[Recorded data]

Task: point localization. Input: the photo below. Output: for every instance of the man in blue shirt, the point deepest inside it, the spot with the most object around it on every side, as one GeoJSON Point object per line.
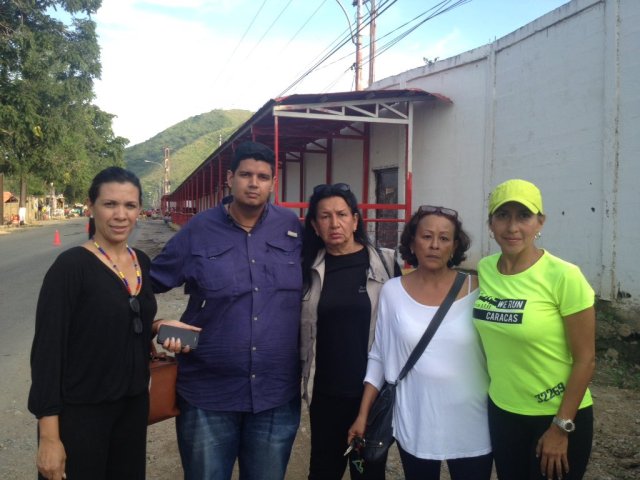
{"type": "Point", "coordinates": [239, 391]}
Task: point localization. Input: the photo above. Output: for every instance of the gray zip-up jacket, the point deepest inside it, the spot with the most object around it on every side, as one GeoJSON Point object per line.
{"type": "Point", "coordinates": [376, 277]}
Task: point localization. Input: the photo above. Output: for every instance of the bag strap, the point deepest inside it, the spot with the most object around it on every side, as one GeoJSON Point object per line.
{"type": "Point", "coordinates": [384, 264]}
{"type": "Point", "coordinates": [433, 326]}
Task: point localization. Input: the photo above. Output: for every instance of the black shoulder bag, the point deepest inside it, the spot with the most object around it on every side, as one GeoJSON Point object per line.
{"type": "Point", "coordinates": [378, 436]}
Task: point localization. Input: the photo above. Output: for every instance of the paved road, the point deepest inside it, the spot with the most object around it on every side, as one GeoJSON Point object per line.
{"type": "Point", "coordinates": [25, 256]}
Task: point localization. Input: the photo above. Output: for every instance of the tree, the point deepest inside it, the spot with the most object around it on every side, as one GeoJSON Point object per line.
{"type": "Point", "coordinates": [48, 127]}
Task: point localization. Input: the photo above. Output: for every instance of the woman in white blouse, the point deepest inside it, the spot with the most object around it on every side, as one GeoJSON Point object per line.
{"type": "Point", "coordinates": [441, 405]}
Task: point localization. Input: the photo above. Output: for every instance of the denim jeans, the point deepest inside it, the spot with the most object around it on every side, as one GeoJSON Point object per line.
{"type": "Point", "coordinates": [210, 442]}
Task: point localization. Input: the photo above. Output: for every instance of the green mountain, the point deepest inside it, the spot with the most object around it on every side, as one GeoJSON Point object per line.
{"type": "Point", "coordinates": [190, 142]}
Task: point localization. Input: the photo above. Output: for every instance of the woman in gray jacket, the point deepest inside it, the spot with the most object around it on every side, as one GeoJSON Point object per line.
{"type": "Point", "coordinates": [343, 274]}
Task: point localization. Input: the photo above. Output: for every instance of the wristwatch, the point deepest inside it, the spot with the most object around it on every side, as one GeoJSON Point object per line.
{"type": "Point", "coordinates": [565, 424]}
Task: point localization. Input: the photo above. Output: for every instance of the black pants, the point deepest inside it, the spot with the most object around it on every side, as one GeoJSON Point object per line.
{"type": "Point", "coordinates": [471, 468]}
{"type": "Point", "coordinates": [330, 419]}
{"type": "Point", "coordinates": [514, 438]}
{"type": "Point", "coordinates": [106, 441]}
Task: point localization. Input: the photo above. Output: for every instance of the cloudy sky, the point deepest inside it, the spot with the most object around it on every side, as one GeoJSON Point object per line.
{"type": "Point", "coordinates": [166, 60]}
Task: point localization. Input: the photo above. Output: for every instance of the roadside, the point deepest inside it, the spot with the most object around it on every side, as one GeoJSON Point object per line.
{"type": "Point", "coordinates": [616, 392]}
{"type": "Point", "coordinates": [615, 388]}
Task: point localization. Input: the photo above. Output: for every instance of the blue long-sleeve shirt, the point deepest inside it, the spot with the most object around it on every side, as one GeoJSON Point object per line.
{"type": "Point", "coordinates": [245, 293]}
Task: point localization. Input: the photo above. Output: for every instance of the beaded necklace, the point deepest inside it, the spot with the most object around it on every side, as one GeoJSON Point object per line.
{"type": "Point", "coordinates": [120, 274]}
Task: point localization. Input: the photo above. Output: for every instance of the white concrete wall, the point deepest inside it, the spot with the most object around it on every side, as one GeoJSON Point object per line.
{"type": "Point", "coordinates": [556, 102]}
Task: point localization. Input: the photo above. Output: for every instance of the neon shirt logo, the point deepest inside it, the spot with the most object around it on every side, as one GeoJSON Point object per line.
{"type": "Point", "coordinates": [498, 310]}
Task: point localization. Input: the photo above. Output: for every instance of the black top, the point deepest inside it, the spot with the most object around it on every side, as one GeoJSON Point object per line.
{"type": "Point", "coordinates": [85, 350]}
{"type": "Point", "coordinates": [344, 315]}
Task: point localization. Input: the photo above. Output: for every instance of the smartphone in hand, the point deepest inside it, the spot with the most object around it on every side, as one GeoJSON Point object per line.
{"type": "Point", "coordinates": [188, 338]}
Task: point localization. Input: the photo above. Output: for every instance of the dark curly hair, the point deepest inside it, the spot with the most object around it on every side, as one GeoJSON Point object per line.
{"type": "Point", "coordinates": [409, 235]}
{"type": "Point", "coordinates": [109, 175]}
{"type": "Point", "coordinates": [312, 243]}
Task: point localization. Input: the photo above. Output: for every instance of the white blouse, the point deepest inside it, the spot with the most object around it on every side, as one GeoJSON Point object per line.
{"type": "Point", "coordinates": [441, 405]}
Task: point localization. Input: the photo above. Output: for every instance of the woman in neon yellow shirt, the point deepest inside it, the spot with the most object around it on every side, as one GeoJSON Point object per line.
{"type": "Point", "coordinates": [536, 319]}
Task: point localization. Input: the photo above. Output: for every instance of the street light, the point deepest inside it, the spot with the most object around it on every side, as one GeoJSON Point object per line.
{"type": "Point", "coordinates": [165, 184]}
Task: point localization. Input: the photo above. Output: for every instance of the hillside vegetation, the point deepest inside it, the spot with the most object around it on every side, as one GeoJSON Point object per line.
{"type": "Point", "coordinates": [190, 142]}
...
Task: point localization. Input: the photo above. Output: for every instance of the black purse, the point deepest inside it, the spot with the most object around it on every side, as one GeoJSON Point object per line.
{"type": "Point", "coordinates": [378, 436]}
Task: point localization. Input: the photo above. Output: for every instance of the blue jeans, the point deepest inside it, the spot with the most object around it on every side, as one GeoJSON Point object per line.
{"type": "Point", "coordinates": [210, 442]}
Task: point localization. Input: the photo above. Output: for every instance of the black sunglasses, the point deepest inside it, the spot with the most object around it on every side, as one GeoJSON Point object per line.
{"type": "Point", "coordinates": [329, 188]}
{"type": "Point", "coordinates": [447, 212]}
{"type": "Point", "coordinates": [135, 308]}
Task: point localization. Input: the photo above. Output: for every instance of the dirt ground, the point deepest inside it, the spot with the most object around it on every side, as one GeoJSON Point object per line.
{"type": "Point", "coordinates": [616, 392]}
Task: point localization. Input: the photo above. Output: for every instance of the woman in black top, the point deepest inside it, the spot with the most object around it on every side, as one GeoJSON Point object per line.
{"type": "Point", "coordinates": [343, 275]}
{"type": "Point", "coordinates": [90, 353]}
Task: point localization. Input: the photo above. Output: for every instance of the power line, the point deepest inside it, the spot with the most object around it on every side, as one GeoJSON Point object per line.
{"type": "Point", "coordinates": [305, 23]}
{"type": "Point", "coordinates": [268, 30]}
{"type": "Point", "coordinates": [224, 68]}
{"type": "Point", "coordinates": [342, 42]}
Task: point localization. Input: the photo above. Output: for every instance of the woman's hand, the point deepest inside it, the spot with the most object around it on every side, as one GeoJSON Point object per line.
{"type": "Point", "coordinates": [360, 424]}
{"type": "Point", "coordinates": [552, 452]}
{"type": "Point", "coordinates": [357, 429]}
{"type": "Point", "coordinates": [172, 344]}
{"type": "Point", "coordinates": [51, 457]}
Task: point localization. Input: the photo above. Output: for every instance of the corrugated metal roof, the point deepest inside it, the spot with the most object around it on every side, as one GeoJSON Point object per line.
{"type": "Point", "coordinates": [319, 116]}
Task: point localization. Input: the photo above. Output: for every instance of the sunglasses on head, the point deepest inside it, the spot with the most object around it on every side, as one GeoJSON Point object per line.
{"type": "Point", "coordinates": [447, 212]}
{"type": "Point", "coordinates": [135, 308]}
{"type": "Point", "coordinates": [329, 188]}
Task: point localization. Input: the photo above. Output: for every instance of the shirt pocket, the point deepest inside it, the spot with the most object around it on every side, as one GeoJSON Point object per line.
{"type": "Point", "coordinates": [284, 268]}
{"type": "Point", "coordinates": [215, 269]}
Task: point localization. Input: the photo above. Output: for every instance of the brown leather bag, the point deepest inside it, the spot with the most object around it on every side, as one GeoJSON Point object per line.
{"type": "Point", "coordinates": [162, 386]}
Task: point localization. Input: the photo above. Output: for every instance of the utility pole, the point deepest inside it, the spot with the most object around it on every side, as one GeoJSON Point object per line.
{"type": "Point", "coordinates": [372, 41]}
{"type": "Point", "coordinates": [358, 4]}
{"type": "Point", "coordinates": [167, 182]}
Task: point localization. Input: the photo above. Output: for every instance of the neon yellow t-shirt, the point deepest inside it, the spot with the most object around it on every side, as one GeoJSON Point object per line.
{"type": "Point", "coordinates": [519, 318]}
--
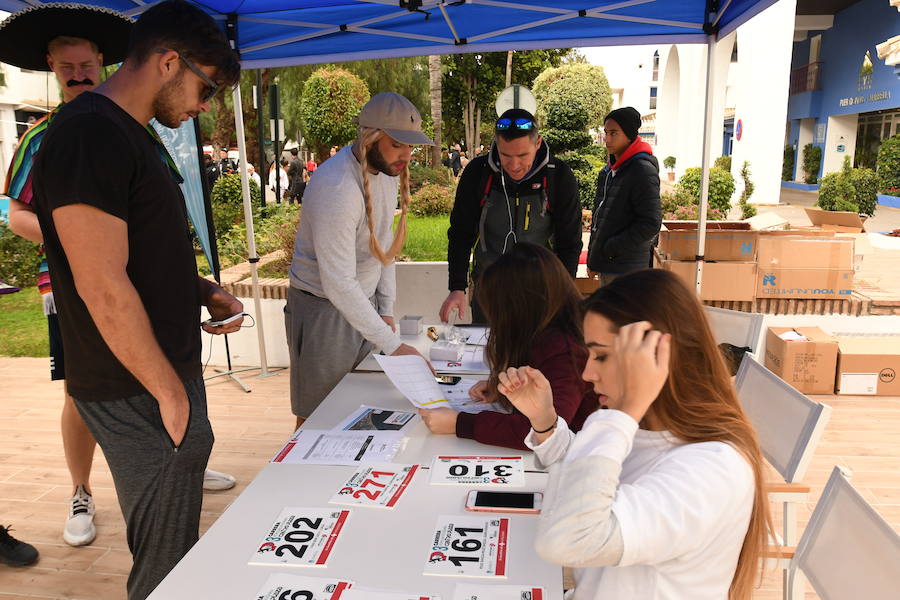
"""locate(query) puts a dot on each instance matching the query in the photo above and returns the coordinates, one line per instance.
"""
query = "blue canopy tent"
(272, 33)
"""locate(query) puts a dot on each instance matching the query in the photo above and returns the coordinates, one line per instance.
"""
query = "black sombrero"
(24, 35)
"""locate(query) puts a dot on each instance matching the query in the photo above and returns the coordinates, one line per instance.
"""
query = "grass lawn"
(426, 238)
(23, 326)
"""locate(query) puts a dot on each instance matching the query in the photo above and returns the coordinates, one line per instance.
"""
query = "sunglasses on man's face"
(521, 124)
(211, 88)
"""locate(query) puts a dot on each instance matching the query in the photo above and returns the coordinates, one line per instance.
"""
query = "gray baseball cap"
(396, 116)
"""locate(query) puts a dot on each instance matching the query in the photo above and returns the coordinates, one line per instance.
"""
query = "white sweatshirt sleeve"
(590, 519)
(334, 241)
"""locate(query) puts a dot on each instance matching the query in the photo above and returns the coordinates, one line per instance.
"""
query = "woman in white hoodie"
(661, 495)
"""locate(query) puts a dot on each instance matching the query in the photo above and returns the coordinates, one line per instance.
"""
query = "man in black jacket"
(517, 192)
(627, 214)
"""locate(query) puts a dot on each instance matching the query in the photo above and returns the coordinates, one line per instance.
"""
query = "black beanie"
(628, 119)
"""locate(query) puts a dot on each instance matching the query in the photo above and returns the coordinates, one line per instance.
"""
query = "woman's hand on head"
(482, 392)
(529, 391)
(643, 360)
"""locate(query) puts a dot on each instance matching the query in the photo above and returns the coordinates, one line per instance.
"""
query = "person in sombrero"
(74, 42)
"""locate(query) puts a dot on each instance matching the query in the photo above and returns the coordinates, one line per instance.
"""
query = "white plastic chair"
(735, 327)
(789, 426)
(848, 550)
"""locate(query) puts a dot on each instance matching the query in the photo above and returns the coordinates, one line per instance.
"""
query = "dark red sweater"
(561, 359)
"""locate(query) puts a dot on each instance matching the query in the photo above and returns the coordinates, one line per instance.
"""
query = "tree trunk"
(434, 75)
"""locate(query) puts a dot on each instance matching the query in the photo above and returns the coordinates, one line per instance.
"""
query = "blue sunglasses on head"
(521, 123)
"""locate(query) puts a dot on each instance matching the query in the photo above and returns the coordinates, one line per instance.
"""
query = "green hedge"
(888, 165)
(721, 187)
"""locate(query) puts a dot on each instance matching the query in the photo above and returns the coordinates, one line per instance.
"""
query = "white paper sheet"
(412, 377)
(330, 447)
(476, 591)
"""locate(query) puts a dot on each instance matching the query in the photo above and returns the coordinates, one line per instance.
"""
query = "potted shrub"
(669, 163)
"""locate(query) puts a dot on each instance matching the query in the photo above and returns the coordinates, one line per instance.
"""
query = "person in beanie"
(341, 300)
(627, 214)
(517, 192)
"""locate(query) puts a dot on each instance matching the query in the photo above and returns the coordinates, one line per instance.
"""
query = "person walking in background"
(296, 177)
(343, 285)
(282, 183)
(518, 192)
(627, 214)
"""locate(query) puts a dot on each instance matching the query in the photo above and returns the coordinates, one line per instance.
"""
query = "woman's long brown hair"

EXERCISE:
Which lines in the data above contain the string "beanie"? List every one of them.

ANSWER TO THIS EXERCISE:
query = "black beanie"
query = "person in beanie"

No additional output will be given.